What you are asked to do :: Pick out every line below that contains the string "positive", paying attention to case, and copy each of those lines in full.
___ Entries provided ___
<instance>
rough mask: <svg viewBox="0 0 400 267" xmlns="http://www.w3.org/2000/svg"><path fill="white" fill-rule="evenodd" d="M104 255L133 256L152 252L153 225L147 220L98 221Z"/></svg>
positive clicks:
___
___ Entries provided ___
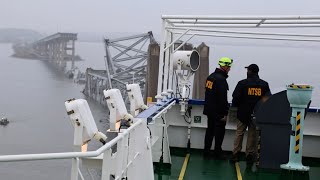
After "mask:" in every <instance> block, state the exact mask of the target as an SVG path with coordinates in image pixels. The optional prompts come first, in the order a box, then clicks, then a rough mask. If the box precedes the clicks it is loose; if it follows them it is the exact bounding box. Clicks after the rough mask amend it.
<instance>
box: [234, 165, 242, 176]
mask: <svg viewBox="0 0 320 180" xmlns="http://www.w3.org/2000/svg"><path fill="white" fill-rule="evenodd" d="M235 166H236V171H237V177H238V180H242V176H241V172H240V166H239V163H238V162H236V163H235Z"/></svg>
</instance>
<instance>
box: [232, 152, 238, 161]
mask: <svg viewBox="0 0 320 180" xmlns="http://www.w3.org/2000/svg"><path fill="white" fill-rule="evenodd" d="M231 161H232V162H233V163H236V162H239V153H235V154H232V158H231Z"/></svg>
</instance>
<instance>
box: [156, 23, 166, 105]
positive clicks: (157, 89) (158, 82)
___
Exercise solution ::
positive clicks:
positive clicks: (157, 89) (158, 82)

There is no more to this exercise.